**What the exercise asks:**
Quote the lines below from the one containing "Would you kindly pick out the woman's arm" to the final line, both ends included; exclude the pictures.

Pointing and labeling entries:
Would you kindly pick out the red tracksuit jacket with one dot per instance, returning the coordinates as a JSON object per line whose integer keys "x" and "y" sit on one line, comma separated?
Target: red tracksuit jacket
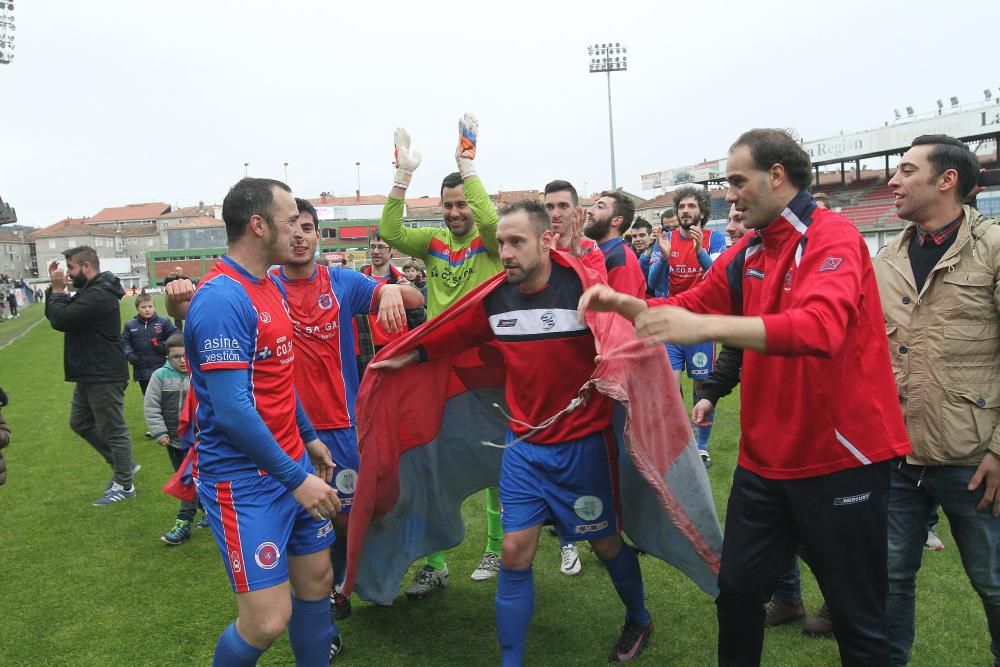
{"x": 822, "y": 398}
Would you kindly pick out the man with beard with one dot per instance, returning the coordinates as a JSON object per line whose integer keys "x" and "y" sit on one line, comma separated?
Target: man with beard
{"x": 268, "y": 507}
{"x": 609, "y": 218}
{"x": 458, "y": 257}
{"x": 322, "y": 303}
{"x": 94, "y": 360}
{"x": 821, "y": 420}
{"x": 691, "y": 250}
{"x": 939, "y": 281}
{"x": 557, "y": 469}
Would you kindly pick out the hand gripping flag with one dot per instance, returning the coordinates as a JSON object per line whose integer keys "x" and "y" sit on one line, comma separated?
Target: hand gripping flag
{"x": 421, "y": 458}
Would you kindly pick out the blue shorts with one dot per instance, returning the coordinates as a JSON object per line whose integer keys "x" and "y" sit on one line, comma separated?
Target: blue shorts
{"x": 574, "y": 483}
{"x": 343, "y": 446}
{"x": 257, "y": 525}
{"x": 699, "y": 358}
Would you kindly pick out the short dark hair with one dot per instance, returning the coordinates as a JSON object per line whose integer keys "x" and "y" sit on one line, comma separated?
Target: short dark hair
{"x": 175, "y": 340}
{"x": 534, "y": 209}
{"x": 623, "y": 207}
{"x": 452, "y": 180}
{"x": 642, "y": 223}
{"x": 305, "y": 206}
{"x": 563, "y": 186}
{"x": 700, "y": 195}
{"x": 770, "y": 146}
{"x": 84, "y": 253}
{"x": 249, "y": 197}
{"x": 950, "y": 153}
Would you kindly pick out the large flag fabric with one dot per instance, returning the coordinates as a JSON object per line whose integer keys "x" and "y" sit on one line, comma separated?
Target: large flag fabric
{"x": 425, "y": 432}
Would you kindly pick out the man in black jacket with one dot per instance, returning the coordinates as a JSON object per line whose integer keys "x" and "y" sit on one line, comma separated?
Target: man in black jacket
{"x": 94, "y": 360}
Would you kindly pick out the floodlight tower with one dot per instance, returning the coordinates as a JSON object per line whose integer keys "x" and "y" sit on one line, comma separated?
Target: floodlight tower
{"x": 6, "y": 32}
{"x": 608, "y": 57}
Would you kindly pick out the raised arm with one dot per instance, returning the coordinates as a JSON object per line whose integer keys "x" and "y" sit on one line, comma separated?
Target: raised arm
{"x": 409, "y": 241}
{"x": 483, "y": 211}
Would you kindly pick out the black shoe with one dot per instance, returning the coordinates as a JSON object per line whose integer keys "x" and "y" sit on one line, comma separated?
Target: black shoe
{"x": 336, "y": 646}
{"x": 633, "y": 639}
{"x": 340, "y": 605}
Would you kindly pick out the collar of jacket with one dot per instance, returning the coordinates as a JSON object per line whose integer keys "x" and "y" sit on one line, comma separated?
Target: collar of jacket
{"x": 791, "y": 224}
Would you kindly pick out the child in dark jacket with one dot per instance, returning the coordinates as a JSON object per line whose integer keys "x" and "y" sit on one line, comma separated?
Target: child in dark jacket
{"x": 162, "y": 405}
{"x": 4, "y": 439}
{"x": 143, "y": 340}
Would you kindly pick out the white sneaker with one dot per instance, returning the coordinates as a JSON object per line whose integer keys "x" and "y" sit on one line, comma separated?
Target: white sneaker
{"x": 933, "y": 542}
{"x": 488, "y": 568}
{"x": 115, "y": 494}
{"x": 571, "y": 565}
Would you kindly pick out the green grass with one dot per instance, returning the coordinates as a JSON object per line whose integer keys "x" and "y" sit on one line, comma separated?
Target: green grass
{"x": 87, "y": 586}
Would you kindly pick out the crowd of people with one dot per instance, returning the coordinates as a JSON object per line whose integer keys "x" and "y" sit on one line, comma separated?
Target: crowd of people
{"x": 870, "y": 389}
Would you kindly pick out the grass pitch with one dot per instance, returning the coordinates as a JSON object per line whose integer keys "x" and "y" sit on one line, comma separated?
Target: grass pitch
{"x": 82, "y": 585}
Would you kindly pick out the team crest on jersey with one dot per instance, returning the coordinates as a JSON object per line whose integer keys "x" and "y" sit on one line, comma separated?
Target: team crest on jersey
{"x": 830, "y": 264}
{"x": 267, "y": 555}
{"x": 236, "y": 561}
{"x": 588, "y": 508}
{"x": 346, "y": 480}
{"x": 548, "y": 320}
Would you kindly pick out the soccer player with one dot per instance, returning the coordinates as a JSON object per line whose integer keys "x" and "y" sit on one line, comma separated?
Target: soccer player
{"x": 268, "y": 509}
{"x": 690, "y": 250}
{"x": 820, "y": 414}
{"x": 561, "y": 470}
{"x": 458, "y": 257}
{"x": 322, "y": 302}
{"x": 609, "y": 218}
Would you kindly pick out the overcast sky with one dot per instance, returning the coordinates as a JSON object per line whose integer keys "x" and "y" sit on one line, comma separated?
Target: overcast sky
{"x": 109, "y": 103}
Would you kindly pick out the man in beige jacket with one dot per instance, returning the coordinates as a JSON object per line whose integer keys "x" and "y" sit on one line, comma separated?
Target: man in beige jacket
{"x": 938, "y": 282}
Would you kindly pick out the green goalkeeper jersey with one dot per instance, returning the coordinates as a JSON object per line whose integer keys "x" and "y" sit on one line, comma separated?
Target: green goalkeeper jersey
{"x": 455, "y": 264}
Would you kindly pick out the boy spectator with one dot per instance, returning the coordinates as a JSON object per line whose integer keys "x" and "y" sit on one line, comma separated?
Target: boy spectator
{"x": 162, "y": 405}
{"x": 143, "y": 340}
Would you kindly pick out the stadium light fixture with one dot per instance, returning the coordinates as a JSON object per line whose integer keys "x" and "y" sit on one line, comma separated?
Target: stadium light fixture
{"x": 608, "y": 57}
{"x": 7, "y": 30}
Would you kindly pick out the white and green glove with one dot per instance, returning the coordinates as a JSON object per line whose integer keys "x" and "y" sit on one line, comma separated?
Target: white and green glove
{"x": 465, "y": 153}
{"x": 405, "y": 161}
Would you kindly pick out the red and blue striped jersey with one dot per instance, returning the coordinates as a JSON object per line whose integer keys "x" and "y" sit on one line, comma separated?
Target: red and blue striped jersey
{"x": 237, "y": 321}
{"x": 322, "y": 308}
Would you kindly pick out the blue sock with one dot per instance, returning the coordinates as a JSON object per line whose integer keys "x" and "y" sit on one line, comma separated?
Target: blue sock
{"x": 234, "y": 651}
{"x": 515, "y": 603}
{"x": 704, "y": 432}
{"x": 311, "y": 631}
{"x": 338, "y": 558}
{"x": 627, "y": 578}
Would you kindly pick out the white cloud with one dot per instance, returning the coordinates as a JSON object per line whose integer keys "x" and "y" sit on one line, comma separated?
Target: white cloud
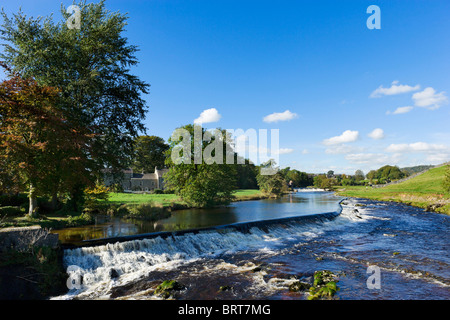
{"x": 393, "y": 90}
{"x": 346, "y": 136}
{"x": 428, "y": 98}
{"x": 277, "y": 116}
{"x": 401, "y": 110}
{"x": 438, "y": 158}
{"x": 285, "y": 150}
{"x": 207, "y": 116}
{"x": 373, "y": 159}
{"x": 343, "y": 149}
{"x": 377, "y": 134}
{"x": 416, "y": 147}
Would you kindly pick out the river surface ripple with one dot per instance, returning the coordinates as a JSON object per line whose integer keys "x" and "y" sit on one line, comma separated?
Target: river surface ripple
{"x": 408, "y": 245}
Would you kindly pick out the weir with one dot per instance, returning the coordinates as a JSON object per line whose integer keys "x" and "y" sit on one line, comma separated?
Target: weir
{"x": 243, "y": 227}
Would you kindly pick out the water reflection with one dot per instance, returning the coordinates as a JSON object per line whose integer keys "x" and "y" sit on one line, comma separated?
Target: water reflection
{"x": 291, "y": 205}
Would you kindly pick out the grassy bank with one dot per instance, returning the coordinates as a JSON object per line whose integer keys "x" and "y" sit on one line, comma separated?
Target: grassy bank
{"x": 132, "y": 205}
{"x": 424, "y": 191}
{"x": 37, "y": 273}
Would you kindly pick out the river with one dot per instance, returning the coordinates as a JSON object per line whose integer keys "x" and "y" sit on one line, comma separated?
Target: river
{"x": 408, "y": 246}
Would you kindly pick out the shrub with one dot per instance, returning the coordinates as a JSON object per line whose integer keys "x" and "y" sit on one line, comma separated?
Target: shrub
{"x": 13, "y": 200}
{"x": 148, "y": 211}
{"x": 10, "y": 211}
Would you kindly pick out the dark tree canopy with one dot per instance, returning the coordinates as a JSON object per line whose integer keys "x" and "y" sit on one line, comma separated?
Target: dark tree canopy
{"x": 149, "y": 152}
{"x": 91, "y": 68}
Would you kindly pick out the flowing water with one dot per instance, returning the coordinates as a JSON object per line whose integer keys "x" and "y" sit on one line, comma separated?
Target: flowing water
{"x": 289, "y": 206}
{"x": 409, "y": 247}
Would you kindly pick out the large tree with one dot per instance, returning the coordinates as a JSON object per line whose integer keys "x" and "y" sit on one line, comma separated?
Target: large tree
{"x": 35, "y": 141}
{"x": 273, "y": 185}
{"x": 149, "y": 152}
{"x": 199, "y": 181}
{"x": 446, "y": 182}
{"x": 91, "y": 68}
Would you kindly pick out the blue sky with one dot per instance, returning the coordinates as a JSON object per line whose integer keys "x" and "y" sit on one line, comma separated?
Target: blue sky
{"x": 314, "y": 65}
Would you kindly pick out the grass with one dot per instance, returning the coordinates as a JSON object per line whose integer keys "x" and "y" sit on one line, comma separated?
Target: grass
{"x": 424, "y": 191}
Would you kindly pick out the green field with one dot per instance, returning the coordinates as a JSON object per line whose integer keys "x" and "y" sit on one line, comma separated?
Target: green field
{"x": 168, "y": 199}
{"x": 424, "y": 191}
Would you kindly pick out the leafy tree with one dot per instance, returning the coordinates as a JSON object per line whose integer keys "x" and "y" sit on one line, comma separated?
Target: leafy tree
{"x": 359, "y": 175}
{"x": 299, "y": 179}
{"x": 272, "y": 185}
{"x": 321, "y": 181}
{"x": 36, "y": 140}
{"x": 91, "y": 69}
{"x": 446, "y": 182}
{"x": 202, "y": 184}
{"x": 149, "y": 152}
{"x": 246, "y": 175}
{"x": 372, "y": 175}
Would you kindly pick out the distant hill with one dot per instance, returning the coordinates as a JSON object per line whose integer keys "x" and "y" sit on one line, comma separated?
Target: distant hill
{"x": 411, "y": 170}
{"x": 428, "y": 182}
{"x": 425, "y": 191}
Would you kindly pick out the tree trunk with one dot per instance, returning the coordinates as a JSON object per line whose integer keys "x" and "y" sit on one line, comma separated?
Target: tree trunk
{"x": 32, "y": 211}
{"x": 54, "y": 204}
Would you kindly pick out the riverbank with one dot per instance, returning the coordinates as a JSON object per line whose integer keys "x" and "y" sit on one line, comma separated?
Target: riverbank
{"x": 134, "y": 205}
{"x": 424, "y": 191}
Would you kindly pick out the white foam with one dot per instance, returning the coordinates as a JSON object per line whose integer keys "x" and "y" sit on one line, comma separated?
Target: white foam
{"x": 135, "y": 259}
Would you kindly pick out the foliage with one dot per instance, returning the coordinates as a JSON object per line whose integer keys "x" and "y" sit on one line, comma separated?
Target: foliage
{"x": 446, "y": 182}
{"x": 36, "y": 139}
{"x": 203, "y": 184}
{"x": 423, "y": 191}
{"x": 246, "y": 175}
{"x": 386, "y": 173}
{"x": 10, "y": 211}
{"x": 416, "y": 169}
{"x": 97, "y": 94}
{"x": 93, "y": 196}
{"x": 323, "y": 182}
{"x": 168, "y": 288}
{"x": 299, "y": 179}
{"x": 45, "y": 271}
{"x": 359, "y": 175}
{"x": 147, "y": 211}
{"x": 324, "y": 285}
{"x": 149, "y": 152}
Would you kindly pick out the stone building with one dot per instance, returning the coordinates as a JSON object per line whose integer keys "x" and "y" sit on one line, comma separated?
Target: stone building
{"x": 132, "y": 181}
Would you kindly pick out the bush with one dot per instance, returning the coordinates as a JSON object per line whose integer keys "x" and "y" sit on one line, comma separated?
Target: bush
{"x": 118, "y": 211}
{"x": 10, "y": 211}
{"x": 13, "y": 200}
{"x": 147, "y": 211}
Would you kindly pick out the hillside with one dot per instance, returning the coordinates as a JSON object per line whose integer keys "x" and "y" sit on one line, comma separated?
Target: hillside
{"x": 424, "y": 191}
{"x": 416, "y": 169}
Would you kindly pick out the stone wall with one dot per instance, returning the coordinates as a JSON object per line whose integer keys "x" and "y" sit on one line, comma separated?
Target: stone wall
{"x": 21, "y": 239}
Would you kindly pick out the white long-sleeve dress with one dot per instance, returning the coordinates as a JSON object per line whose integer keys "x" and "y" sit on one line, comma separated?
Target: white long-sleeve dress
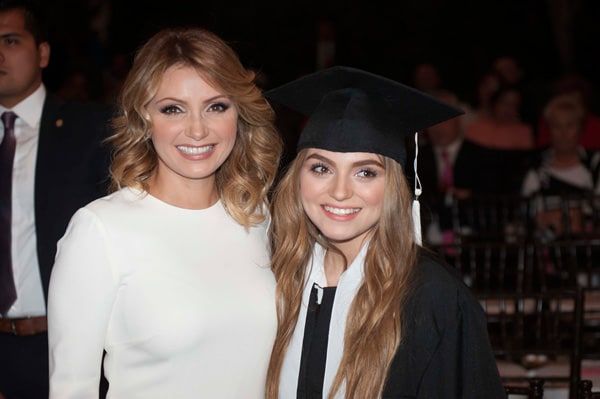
{"x": 181, "y": 300}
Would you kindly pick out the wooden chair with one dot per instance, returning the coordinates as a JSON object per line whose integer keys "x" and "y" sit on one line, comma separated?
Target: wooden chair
{"x": 536, "y": 335}
{"x": 575, "y": 264}
{"x": 487, "y": 218}
{"x": 535, "y": 390}
{"x": 493, "y": 266}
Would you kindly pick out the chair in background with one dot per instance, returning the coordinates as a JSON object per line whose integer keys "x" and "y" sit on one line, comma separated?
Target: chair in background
{"x": 491, "y": 218}
{"x": 585, "y": 391}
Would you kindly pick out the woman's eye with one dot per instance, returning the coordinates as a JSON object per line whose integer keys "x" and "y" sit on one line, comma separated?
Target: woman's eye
{"x": 171, "y": 109}
{"x": 319, "y": 169}
{"x": 218, "y": 107}
{"x": 366, "y": 173}
{"x": 11, "y": 40}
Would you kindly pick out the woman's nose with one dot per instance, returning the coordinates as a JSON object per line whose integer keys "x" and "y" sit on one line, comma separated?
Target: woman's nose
{"x": 341, "y": 188}
{"x": 197, "y": 128}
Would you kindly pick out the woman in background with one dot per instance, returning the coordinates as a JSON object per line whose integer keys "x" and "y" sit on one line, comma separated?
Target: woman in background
{"x": 170, "y": 273}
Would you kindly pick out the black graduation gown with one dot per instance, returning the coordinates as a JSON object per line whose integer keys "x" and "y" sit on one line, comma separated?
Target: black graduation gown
{"x": 445, "y": 352}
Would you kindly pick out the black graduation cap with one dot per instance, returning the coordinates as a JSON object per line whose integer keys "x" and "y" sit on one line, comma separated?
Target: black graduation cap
{"x": 351, "y": 110}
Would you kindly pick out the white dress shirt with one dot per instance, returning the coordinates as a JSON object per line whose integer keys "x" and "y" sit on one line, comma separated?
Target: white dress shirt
{"x": 451, "y": 150}
{"x": 26, "y": 270}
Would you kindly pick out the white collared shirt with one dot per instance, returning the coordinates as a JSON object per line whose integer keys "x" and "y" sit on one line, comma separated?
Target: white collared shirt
{"x": 348, "y": 285}
{"x": 26, "y": 271}
{"x": 451, "y": 150}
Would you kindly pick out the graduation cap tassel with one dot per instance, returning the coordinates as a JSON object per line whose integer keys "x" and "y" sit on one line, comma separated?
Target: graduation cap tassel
{"x": 416, "y": 208}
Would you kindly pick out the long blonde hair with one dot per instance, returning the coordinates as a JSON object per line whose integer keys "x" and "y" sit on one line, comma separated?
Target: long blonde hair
{"x": 245, "y": 178}
{"x": 374, "y": 325}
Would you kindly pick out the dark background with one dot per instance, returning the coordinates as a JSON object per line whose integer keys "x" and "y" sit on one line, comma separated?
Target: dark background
{"x": 278, "y": 38}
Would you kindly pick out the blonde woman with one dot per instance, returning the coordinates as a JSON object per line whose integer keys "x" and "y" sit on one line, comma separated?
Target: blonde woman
{"x": 170, "y": 273}
{"x": 362, "y": 312}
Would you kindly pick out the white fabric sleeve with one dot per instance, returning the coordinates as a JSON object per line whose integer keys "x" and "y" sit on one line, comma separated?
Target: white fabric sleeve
{"x": 82, "y": 290}
{"x": 531, "y": 183}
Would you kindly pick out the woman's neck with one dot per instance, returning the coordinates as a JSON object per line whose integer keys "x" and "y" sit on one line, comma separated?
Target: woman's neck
{"x": 565, "y": 159}
{"x": 335, "y": 264}
{"x": 184, "y": 193}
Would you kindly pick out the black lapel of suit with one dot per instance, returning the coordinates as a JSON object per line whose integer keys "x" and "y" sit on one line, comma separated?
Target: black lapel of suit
{"x": 46, "y": 148}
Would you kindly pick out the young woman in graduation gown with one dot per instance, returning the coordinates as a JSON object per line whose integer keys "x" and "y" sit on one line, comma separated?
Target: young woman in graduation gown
{"x": 363, "y": 311}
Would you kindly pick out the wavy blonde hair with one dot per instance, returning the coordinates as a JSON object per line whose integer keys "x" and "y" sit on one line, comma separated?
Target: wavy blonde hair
{"x": 243, "y": 181}
{"x": 374, "y": 328}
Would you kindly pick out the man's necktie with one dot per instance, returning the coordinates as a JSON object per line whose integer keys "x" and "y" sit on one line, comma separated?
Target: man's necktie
{"x": 447, "y": 177}
{"x": 8, "y": 291}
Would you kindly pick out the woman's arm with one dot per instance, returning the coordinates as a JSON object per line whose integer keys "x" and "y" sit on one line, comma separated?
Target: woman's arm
{"x": 82, "y": 290}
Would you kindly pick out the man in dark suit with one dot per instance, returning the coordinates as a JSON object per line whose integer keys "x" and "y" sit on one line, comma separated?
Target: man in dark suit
{"x": 52, "y": 162}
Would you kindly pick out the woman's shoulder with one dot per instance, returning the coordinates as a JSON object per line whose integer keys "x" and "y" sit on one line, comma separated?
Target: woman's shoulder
{"x": 116, "y": 204}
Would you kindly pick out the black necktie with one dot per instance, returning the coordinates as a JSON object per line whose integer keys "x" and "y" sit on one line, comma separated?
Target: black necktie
{"x": 8, "y": 291}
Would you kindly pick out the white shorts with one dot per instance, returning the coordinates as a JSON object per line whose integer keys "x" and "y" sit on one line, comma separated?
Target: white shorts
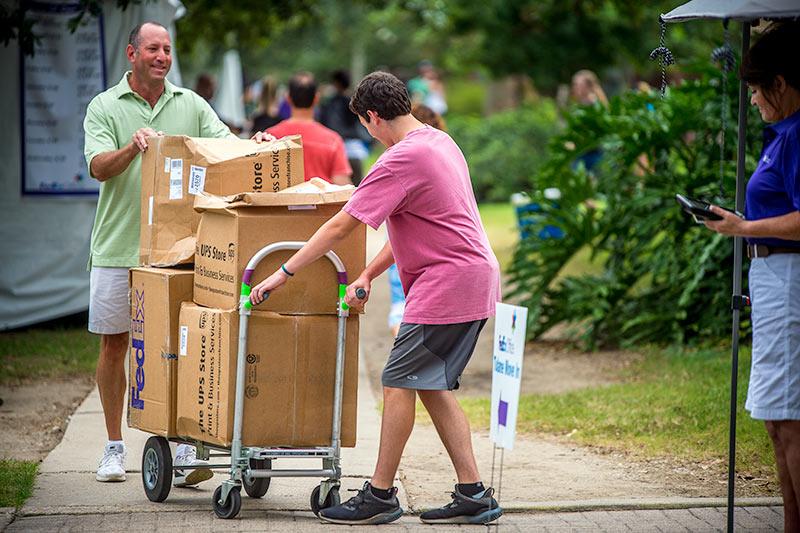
{"x": 109, "y": 303}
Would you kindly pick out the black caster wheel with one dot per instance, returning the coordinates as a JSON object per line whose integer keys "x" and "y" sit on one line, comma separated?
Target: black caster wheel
{"x": 332, "y": 500}
{"x": 157, "y": 469}
{"x": 231, "y": 507}
{"x": 256, "y": 487}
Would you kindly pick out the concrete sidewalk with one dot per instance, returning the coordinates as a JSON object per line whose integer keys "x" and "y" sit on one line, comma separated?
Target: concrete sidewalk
{"x": 67, "y": 498}
{"x": 572, "y": 490}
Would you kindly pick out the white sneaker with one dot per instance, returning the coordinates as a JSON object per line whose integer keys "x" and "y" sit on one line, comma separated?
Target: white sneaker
{"x": 112, "y": 465}
{"x": 187, "y": 456}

**Task result:**
Would you kindly pick out the woman's arm with one dot per instance, returning the coordinates as a JSON object per line whose integer keys "x" and "y" sit on one line, comma separated?
Target: woman's arm
{"x": 82, "y": 290}
Would you kindly pick out the man in dark suit with one dot per instance, returning the coordinates as a JSON object per line whose integer keys "x" and "y" sit on one line, comma separated?
Target: man in dark suit
{"x": 52, "y": 162}
Would you kindly pick out the woman's shoulder with one dot per instance, returning the coordinates as a JSON object per line whose integer keys "x" and "y" sit on one line, comma separated?
Target: woman's shoulder
{"x": 116, "y": 204}
Would you kindly pick out the black necktie with one dot per instance, returning the coordinates as a JSON object per line whose integer keys "x" and "y" sit on one line, comma separated?
Target: black necktie
{"x": 8, "y": 291}
Would you kindly pick out the white shorts with one dot per instance, returning the coordinates as a JSON object per line whose integer keys "x" and "y" sit on one line, comma separated?
Target: white shorts
{"x": 109, "y": 303}
Would you kindly pick out the black caster wheel with one dot per instance, returning the coordinates as a JSON object per line whose integer keys "x" and "y" sit on one line, comma separated?
Target: black caster wheel
{"x": 332, "y": 500}
{"x": 157, "y": 469}
{"x": 231, "y": 507}
{"x": 256, "y": 487}
Would you kindly pick out the concrete sidewalk with one dot per instance, returning the coordinates as a JSON object per line whose integer keys "x" and "y" sit on one line, comma separated?
Target: concrete sidewalk
{"x": 67, "y": 498}
{"x": 572, "y": 490}
Would you kindly pick out the white sneaker with one dot per instance, returning the coordinates as a JSON object per line whose integer keys "x" and "y" sit on one line, comma separated?
Target: white sneaker
{"x": 112, "y": 465}
{"x": 187, "y": 456}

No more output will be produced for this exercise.